--- Dataset ---

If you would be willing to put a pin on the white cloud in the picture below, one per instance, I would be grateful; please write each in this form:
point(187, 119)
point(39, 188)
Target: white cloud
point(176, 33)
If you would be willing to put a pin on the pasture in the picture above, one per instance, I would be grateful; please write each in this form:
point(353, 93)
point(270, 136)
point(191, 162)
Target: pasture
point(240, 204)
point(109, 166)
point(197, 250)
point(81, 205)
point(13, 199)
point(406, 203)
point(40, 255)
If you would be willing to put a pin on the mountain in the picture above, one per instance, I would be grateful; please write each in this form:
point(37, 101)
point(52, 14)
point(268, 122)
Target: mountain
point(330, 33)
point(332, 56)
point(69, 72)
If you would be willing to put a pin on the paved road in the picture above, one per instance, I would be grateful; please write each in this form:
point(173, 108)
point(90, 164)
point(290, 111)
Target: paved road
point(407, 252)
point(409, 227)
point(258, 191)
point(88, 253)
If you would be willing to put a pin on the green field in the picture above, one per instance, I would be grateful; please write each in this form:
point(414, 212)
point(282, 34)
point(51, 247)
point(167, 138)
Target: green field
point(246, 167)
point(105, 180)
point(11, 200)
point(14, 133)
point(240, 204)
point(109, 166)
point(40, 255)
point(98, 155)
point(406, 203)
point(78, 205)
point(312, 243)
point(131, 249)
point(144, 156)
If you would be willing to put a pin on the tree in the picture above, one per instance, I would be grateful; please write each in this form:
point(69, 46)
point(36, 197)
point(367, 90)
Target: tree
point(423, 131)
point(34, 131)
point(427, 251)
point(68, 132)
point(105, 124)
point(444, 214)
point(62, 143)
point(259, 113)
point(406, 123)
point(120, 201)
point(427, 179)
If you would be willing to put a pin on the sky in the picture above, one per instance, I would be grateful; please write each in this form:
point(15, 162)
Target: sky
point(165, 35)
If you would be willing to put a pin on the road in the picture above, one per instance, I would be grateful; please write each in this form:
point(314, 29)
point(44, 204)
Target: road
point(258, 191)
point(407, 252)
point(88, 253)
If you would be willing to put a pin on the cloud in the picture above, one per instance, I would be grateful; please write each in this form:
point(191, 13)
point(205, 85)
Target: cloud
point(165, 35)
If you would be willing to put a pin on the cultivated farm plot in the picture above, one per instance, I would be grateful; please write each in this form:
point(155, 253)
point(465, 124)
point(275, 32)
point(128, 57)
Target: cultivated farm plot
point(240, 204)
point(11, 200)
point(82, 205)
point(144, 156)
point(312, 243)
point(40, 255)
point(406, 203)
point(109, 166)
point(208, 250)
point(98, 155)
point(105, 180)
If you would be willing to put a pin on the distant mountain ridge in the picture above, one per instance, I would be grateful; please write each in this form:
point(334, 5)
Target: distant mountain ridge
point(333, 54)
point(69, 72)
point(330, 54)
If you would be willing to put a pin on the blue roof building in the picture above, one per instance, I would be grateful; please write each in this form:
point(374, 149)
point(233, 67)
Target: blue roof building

---

■ Exercise instructions
Rewrite the listing above, replacing "put a pin on" with "place a marker on" everywhere and changing nothing else.

■ Result of this task
If you would be willing to place a marker on the white cloud in the picture below, one per instance, I would be grateful; please write each in this form:
point(187, 119)
point(39, 188)
Target: white cloud
point(176, 33)
If you would be willing to place a marker on the pasture in the picture above, one per instance, I would be grateful; please write each in this form:
point(353, 93)
point(270, 136)
point(191, 162)
Target: pasture
point(240, 204)
point(109, 166)
point(197, 250)
point(81, 205)
point(13, 199)
point(406, 203)
point(40, 255)
If you would be willing to place a marker on the mountain in the picture above, one per instance, I would be grateful; please write each in this form:
point(37, 101)
point(52, 14)
point(268, 122)
Target: mountain
point(330, 33)
point(332, 56)
point(69, 72)
If you would be willing to place a marker on the paved road in the picture above, one per instance, I would be grateful; please write each in this form:
point(173, 108)
point(90, 164)
point(290, 111)
Target: paved road
point(407, 252)
point(409, 227)
point(258, 191)
point(88, 253)
If you would be willing to place a marker on the green field in the picture above, one per instance, I would be grateful; please write each in this form:
point(414, 212)
point(282, 34)
point(51, 247)
point(167, 138)
Target: green field
point(246, 167)
point(105, 180)
point(11, 200)
point(14, 133)
point(240, 204)
point(109, 166)
point(40, 255)
point(98, 155)
point(406, 203)
point(78, 205)
point(312, 243)
point(131, 249)
point(144, 156)
If you would be willing to place a marker on the tree in the picture above, one per instance, I would be grateful; please write each in this form:
point(69, 46)
point(36, 197)
point(367, 90)
Target: tree
point(423, 131)
point(34, 131)
point(427, 251)
point(68, 132)
point(105, 124)
point(444, 214)
point(62, 143)
point(259, 113)
point(406, 123)
point(120, 201)
point(427, 179)
If you would be willing to place a marker on the sky in the picture above, one per instance, I would be grateful; please write each in this form:
point(15, 162)
Target: sky
point(165, 35)
If you would be willing to place a marker on the road in the picture above, one per instance, I would be grateful; please write each in this form:
point(314, 29)
point(44, 204)
Target: road
point(258, 191)
point(407, 252)
point(88, 253)
If you would be willing to place a marker on the cloud in the picture above, one per instance, I would be grateful; please write each in this form:
point(191, 13)
point(205, 85)
Target: cloud
point(165, 35)
If you would be willing to place a marker on the cultivated farm plot in the picture above, one per instance, I would be grateful; please write each in this form:
point(155, 253)
point(465, 124)
point(275, 32)
point(128, 57)
Target: cultivated farm plot
point(240, 204)
point(11, 200)
point(82, 205)
point(144, 156)
point(312, 243)
point(40, 255)
point(406, 203)
point(109, 166)
point(208, 250)
point(98, 155)
point(105, 180)
If you would be willing to place a marker on the distant mountain ridge in the picture above, one per instance, I would be grateful; please write each in this form:
point(334, 5)
Target: distant mountain ridge
point(333, 54)
point(69, 72)
point(330, 54)
If you would be willing to place a marker on the blue roof building in the picture above, one per instance, I would be grateful; please write each in this form:
point(374, 149)
point(233, 67)
Target: blue roof building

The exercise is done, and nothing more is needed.